- [WRITTEN REQUEST]:
Reproduce the items starting at the line that contains "Find the seashell;" and ending after the line that contains "[[[0,0],[0,98],[228,97],[227,0]]]". Keep every instruction line unchanged, but multiply each coordinate in the answer outlines by 0.7 and round to the nearest whole number, with halves rounded up.

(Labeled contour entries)
— START —

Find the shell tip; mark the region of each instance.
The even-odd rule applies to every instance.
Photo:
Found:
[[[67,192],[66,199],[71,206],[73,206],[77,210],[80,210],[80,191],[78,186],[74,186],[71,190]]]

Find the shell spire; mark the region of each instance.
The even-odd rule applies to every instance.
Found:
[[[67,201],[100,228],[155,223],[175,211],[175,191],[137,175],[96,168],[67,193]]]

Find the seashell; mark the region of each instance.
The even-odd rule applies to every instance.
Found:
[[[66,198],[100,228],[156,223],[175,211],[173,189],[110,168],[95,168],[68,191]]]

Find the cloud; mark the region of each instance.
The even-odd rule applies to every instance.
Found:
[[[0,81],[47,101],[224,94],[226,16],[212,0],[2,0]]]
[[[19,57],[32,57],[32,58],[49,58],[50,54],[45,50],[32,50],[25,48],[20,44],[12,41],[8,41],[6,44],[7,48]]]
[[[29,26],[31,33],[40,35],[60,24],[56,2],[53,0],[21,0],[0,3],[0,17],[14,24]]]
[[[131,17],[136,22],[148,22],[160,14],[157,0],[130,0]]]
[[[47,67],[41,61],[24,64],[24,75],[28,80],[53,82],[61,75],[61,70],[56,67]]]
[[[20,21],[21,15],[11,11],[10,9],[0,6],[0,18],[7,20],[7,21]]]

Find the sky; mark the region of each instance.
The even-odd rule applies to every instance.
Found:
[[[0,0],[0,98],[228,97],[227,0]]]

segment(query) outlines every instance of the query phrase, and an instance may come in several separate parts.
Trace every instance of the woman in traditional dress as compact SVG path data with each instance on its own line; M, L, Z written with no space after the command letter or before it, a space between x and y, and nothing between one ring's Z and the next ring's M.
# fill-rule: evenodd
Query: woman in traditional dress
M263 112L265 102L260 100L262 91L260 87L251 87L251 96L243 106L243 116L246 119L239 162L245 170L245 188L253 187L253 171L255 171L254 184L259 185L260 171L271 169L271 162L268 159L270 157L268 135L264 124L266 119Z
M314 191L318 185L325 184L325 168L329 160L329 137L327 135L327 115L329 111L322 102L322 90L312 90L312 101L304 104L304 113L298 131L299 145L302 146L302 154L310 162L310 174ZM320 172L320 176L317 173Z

— END —
— START —

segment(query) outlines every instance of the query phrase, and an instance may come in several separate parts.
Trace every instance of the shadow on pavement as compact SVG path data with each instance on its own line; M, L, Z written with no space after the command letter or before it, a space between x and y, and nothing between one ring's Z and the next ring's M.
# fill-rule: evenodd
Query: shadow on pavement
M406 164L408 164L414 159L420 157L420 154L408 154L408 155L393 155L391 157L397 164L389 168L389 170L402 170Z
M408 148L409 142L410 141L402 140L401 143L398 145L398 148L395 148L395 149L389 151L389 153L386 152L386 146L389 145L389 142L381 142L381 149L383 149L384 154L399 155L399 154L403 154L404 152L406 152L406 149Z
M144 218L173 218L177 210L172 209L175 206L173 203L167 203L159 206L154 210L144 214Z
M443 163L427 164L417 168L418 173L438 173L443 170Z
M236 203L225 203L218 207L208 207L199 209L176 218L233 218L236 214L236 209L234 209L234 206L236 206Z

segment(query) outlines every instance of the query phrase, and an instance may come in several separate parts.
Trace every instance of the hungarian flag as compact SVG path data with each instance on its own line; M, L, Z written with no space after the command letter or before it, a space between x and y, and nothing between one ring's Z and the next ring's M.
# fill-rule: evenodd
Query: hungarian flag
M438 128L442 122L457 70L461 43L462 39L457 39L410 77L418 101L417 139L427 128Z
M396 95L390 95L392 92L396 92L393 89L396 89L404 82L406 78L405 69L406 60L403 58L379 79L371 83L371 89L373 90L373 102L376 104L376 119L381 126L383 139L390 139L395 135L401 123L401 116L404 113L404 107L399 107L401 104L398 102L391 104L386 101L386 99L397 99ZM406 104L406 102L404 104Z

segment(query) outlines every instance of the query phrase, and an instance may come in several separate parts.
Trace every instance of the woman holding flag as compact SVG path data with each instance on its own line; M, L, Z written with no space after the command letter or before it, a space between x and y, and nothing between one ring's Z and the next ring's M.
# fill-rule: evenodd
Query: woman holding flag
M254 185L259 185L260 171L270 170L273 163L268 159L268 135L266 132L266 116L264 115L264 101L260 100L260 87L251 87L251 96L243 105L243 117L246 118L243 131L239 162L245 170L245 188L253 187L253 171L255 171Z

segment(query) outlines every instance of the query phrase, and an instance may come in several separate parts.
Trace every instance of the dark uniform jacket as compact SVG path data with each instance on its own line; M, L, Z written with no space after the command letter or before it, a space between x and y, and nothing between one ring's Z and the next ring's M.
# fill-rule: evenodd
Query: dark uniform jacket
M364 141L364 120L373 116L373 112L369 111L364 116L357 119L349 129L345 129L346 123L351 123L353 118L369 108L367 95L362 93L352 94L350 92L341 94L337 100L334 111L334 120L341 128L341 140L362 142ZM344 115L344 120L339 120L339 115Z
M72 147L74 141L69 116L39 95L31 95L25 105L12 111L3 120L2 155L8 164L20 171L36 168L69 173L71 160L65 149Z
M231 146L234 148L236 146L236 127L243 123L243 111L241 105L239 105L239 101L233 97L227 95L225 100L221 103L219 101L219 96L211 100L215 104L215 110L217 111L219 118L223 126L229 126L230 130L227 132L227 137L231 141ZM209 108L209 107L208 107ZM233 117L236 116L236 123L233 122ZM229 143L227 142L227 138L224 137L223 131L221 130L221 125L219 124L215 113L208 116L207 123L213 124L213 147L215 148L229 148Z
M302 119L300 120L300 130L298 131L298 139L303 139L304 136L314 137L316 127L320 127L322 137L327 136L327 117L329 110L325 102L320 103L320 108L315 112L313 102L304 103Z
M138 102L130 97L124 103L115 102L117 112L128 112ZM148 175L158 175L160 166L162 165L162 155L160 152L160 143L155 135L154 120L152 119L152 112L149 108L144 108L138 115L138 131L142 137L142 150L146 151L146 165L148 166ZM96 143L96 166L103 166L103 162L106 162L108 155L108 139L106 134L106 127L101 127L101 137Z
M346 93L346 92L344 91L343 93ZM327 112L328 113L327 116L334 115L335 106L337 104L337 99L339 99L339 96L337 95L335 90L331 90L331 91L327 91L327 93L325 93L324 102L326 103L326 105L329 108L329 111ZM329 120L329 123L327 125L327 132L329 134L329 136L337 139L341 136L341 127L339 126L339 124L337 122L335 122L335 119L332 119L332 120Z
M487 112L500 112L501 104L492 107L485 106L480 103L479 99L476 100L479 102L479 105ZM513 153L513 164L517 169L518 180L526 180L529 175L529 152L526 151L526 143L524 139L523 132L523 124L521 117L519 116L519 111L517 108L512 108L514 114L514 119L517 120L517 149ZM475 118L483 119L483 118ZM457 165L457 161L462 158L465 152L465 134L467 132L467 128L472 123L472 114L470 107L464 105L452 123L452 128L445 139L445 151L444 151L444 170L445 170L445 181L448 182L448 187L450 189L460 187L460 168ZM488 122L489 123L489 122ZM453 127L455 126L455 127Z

— END —

- [SOLUTION]:
Find the seashell; mark the region of each instance.
The even-odd rule applies to every instance.
Found:
[[[46,139],[70,160],[109,156],[123,148],[121,132],[77,118],[67,118],[48,134]]]

Find the cloud; mark the region of each instance.
The even-odd rule applies to every instance.
Found:
[[[0,57],[33,71],[157,66],[158,11],[148,0],[1,0]]]
[[[13,40],[22,40],[22,41],[34,41],[35,38],[32,35],[22,35],[18,34],[14,31],[8,29],[6,29],[4,31],[5,34]]]
[[[20,18],[22,23],[28,25],[42,17],[39,1],[37,0],[15,0],[0,2],[0,12],[10,17]]]
[[[92,12],[95,15],[104,15],[112,10],[110,0],[91,0]]]
[[[33,47],[29,43],[17,45],[17,53],[20,56],[37,57],[43,53],[43,49],[39,47]]]
[[[14,15],[15,11],[8,8],[7,6],[0,4],[0,13],[5,14],[5,15]]]

Find the sky; mark the region of each instance.
The even-odd rule applies to every instance.
Found:
[[[0,0],[0,69],[160,68],[159,0]]]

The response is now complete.